------ DATA FOR ANALYSIS

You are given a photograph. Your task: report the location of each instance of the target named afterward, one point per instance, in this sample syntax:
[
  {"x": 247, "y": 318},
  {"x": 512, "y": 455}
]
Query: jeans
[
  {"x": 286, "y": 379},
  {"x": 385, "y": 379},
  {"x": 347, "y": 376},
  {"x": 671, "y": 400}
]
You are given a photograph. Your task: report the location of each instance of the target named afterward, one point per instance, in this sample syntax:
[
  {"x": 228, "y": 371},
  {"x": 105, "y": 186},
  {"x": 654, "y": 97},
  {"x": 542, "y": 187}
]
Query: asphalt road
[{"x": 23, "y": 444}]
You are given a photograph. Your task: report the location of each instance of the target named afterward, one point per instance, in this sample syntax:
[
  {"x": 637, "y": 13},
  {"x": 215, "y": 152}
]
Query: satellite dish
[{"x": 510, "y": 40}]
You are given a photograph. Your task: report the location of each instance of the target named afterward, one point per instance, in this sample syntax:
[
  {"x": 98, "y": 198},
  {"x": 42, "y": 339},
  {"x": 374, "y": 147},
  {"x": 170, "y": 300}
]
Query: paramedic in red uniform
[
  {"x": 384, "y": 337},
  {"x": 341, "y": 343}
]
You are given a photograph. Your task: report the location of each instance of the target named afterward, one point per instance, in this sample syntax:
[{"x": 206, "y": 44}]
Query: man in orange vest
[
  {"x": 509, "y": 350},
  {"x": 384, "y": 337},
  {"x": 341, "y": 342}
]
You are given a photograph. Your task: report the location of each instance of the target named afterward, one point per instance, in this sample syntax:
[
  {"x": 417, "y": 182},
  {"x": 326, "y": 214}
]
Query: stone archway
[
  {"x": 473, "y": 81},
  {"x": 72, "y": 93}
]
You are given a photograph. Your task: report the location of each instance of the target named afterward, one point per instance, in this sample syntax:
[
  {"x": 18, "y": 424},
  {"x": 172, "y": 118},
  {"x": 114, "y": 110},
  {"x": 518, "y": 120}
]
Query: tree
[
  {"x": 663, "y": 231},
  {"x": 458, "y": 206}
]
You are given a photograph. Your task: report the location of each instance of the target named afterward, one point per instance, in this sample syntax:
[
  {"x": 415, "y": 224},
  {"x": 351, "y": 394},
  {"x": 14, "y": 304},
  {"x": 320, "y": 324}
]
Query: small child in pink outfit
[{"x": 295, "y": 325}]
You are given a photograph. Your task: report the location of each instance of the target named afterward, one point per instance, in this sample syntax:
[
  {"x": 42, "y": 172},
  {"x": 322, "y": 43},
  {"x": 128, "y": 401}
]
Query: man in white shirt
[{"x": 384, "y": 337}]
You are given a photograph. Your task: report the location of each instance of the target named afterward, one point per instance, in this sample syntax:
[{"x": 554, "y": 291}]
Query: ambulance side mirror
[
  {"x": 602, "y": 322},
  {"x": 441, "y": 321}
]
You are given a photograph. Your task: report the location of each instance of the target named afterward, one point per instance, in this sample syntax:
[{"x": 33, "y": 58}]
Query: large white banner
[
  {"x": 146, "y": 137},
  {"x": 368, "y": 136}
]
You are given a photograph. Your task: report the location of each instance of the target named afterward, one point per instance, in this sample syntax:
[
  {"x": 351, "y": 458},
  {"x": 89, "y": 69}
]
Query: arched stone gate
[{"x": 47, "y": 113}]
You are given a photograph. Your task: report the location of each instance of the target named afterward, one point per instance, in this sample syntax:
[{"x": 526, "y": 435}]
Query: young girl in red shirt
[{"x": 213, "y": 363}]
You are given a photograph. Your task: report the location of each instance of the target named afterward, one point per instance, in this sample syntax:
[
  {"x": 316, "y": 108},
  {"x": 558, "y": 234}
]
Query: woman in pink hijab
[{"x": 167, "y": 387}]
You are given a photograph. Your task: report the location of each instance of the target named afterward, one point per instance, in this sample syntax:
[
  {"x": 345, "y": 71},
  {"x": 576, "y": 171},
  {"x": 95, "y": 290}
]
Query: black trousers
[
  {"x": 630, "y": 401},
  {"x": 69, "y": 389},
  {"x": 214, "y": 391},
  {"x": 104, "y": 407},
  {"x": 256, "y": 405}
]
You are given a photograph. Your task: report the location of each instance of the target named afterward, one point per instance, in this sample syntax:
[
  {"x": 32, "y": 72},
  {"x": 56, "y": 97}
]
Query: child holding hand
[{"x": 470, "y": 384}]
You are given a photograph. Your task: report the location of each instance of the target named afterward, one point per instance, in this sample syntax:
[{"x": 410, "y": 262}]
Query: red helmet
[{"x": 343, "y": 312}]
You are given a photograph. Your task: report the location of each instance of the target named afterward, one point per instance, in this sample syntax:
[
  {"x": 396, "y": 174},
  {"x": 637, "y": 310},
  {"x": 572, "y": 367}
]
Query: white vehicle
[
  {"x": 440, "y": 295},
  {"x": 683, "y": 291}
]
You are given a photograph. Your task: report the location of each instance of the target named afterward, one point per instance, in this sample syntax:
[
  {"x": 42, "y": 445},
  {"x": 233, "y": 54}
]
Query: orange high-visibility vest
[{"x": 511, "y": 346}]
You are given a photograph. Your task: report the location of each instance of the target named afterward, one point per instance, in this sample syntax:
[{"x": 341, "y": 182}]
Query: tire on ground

------------

TASK OBJECTIVE
Write the listing out again in full, exactly as it stands above.

EXERCISE RESPONSE
You are given a photograph. Your task: report the location of each instance of the target named afterward, one point per instance, in this sample syntax:
[
  {"x": 247, "y": 318},
  {"x": 512, "y": 455}
]
Query: jeans
[
  {"x": 286, "y": 379},
  {"x": 385, "y": 379},
  {"x": 347, "y": 376},
  {"x": 671, "y": 400}
]
You are given a photograph. Your task: report the location of each instance of the target named afterward, one point per instance, in this sample syntax:
[
  {"x": 228, "y": 371},
  {"x": 105, "y": 186},
  {"x": 654, "y": 97},
  {"x": 542, "y": 187}
]
Query: asphalt road
[{"x": 23, "y": 444}]
You are given a photograph. Your task: report the location of each instance of the target named afterward, one point per instance, in this sample syntax:
[
  {"x": 637, "y": 13},
  {"x": 215, "y": 152}
]
Query: satellite dish
[{"x": 510, "y": 40}]
You are given a photograph. Your task: report the location of each instance of the target named afterward, one point per instance, in this sample syntax:
[
  {"x": 98, "y": 198},
  {"x": 42, "y": 339},
  {"x": 374, "y": 147},
  {"x": 170, "y": 300}
]
Query: paramedic in red uniform
[
  {"x": 384, "y": 337},
  {"x": 341, "y": 343}
]
You are given a photograph. Your task: report the location of each instance of the target named afterward, one point per instance, in this sample syntax:
[{"x": 206, "y": 44}]
Query: man in orange vest
[
  {"x": 509, "y": 350},
  {"x": 384, "y": 337},
  {"x": 341, "y": 342}
]
You are given a photograph. Your task: report the location of each instance of the target named afterward, one point per instance, in this sample syntax:
[
  {"x": 417, "y": 182},
  {"x": 326, "y": 214}
]
Query: stone archway
[
  {"x": 473, "y": 81},
  {"x": 72, "y": 93}
]
You are given a photograph. Your task: report the location of each instance of the target named afterward, one point per instance, in this sample syntax:
[
  {"x": 18, "y": 424},
  {"x": 172, "y": 118},
  {"x": 114, "y": 110},
  {"x": 518, "y": 120}
]
Query: tree
[
  {"x": 663, "y": 231},
  {"x": 458, "y": 206}
]
You are given a photograph. Your task: report the location of each instance of the target named afterward, one point per instance, in this sample syntax:
[
  {"x": 415, "y": 224},
  {"x": 351, "y": 394},
  {"x": 14, "y": 304},
  {"x": 320, "y": 324}
]
Query: small child in pink outfit
[{"x": 295, "y": 325}]
You are given a photograph. Your task: report the location of each instance of the target named afterward, one point per instance, in this sample syntax:
[
  {"x": 42, "y": 172},
  {"x": 322, "y": 43},
  {"x": 128, "y": 401}
]
Query: man in white shirt
[{"x": 384, "y": 337}]
You are given a photograph. Your task: report the location of each instance of the target named afterward, one point per instance, in this sample syntax:
[{"x": 554, "y": 291}]
Query: ambulance side mirror
[
  {"x": 602, "y": 322},
  {"x": 441, "y": 321}
]
You are given a photograph. Your task: report the location of each instance of the target named afterward, one point per instance, in this sample syntax:
[{"x": 33, "y": 58}]
Query: large white banner
[
  {"x": 146, "y": 137},
  {"x": 368, "y": 136}
]
You are given a photograph. Your task: report the location of each instance of the target named afterward, one point per instance, in this sample syntax:
[
  {"x": 351, "y": 458},
  {"x": 89, "y": 69}
]
Query: arched stone gate
[{"x": 47, "y": 113}]
You are given a photograph. Your task: report the location of each instance of the target named afterward, one point per instance, in this sample syntax:
[{"x": 526, "y": 435}]
Query: young girl in red shirt
[{"x": 213, "y": 363}]
You are given a photograph. Your task: report the location of each instance of the target named afterward, one point per instance, in this sample syntax:
[
  {"x": 316, "y": 108},
  {"x": 558, "y": 234}
]
Query: woman in pink hijab
[{"x": 167, "y": 387}]
You are given a photograph. Your task: report the location of each instance of the target named afterward, one point per instance, in this sample syntax:
[
  {"x": 345, "y": 71},
  {"x": 576, "y": 171},
  {"x": 95, "y": 290}
]
Query: black trousers
[
  {"x": 630, "y": 401},
  {"x": 69, "y": 389},
  {"x": 214, "y": 391},
  {"x": 104, "y": 407},
  {"x": 256, "y": 405}
]
You are given a photograph. Your task: report the location of each instance of the target named afterward, one point per instance, in this sample syntax:
[
  {"x": 32, "y": 72},
  {"x": 56, "y": 97}
]
Query: child holding hand
[{"x": 470, "y": 384}]
You are given a photograph. Your task: report the location of each instance of the target named afterward, one point per instance, in this sample syntax:
[{"x": 410, "y": 262}]
Query: red helmet
[{"x": 343, "y": 312}]
You are given a photograph. Your task: report the location of each instance of the target named afterward, one point per instance, in this sample syntax:
[
  {"x": 396, "y": 174},
  {"x": 637, "y": 310},
  {"x": 572, "y": 367}
]
Query: white vehicle
[
  {"x": 440, "y": 295},
  {"x": 683, "y": 291}
]
You are given a photograph. Your task: report the location of each instance of the target named afterward, one point per instance, in this sample syntax:
[
  {"x": 42, "y": 445},
  {"x": 233, "y": 54}
]
Query: orange high-visibility vest
[{"x": 511, "y": 346}]
You are given a photograph. Your task: report the location of each instance of the target named afterward, one point per instance, in this sample syntax:
[{"x": 341, "y": 182}]
Query: tire on ground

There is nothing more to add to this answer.